> _What you need to do_: Search the entries below for the word "receives" and copy each line that has it.
########################################
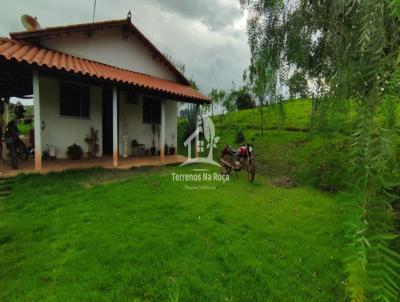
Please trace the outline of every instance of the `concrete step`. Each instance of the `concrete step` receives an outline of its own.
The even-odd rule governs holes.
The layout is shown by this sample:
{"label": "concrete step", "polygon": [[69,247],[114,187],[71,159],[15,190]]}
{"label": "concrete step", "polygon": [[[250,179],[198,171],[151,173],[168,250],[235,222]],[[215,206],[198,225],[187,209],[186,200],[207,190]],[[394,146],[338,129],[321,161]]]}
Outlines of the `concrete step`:
{"label": "concrete step", "polygon": [[11,194],[11,192],[7,192],[7,193],[0,193],[0,198],[5,199],[7,197],[9,197]]}
{"label": "concrete step", "polygon": [[0,192],[11,191],[11,190],[12,190],[11,184],[0,185]]}
{"label": "concrete step", "polygon": [[0,178],[0,200],[4,200],[10,196],[13,183],[13,178]]}
{"label": "concrete step", "polygon": [[14,179],[12,178],[0,178],[0,185],[6,184],[6,183],[13,183]]}
{"label": "concrete step", "polygon": [[12,184],[13,182],[13,178],[0,178],[0,186],[3,184]]}

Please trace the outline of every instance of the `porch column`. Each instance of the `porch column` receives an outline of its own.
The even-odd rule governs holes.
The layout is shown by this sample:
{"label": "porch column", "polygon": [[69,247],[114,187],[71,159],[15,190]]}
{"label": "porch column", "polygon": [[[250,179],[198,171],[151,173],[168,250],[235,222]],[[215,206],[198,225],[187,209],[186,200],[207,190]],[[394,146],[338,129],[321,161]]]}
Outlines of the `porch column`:
{"label": "porch column", "polygon": [[[200,112],[200,106],[196,104],[196,130],[199,128],[199,112]],[[195,146],[194,146],[194,157],[198,158],[199,157],[199,135],[200,132],[196,135],[195,138]]]}
{"label": "porch column", "polygon": [[160,162],[165,163],[165,100],[161,101]]}
{"label": "porch column", "polygon": [[35,131],[35,171],[42,170],[42,119],[40,117],[39,74],[33,71],[33,120]]}
{"label": "porch column", "polygon": [[118,88],[113,87],[113,164],[118,167]]}

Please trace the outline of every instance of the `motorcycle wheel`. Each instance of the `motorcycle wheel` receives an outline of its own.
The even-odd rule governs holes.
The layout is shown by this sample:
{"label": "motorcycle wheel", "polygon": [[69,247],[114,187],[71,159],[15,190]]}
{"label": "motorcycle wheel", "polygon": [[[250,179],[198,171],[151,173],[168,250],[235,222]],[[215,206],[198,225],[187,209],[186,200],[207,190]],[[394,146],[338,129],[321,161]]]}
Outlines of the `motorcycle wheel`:
{"label": "motorcycle wheel", "polygon": [[256,164],[254,162],[254,159],[250,159],[247,165],[247,179],[249,180],[249,182],[254,181],[255,175],[256,175]]}

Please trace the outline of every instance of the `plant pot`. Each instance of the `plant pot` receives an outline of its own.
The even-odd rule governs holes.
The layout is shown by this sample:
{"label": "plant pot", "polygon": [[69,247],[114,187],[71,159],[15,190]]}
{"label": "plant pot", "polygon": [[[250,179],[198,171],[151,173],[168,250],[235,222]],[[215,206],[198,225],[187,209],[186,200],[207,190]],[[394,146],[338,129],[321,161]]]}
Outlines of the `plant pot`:
{"label": "plant pot", "polygon": [[156,155],[156,147],[151,147],[150,152],[151,152],[151,156],[155,156]]}
{"label": "plant pot", "polygon": [[175,155],[175,147],[169,147],[169,155]]}

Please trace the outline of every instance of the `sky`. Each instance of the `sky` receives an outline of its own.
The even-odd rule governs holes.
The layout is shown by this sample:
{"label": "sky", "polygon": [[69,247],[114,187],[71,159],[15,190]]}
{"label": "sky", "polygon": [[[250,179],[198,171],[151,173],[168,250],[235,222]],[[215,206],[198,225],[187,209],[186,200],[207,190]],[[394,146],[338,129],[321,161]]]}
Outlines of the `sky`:
{"label": "sky", "polygon": [[[0,36],[24,30],[21,16],[42,27],[91,22],[94,0],[13,0],[1,3]],[[97,0],[95,20],[126,18],[161,52],[185,64],[200,90],[229,89],[242,83],[249,65],[246,17],[239,0]]]}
########################################
> _Result of this exercise_:
Please trace the outline of every instance of the `concrete step`. Each instance of the `concrete step` receives an outline of its own.
Please trace the outline of every instance of the `porch column`. Each instance of the `porch column` receives an outline of its own.
Please trace the outline of every instance of the `motorcycle wheel`. Each instance of the `motorcycle wheel` receives an outline of its own.
Please trace the outline of every instance of the `plant pot`. Each instance of the `plant pot` receives an outline of its own.
Please trace the outline of every instance of the `sky`. Each instance of the `sky` receives an outline of its own.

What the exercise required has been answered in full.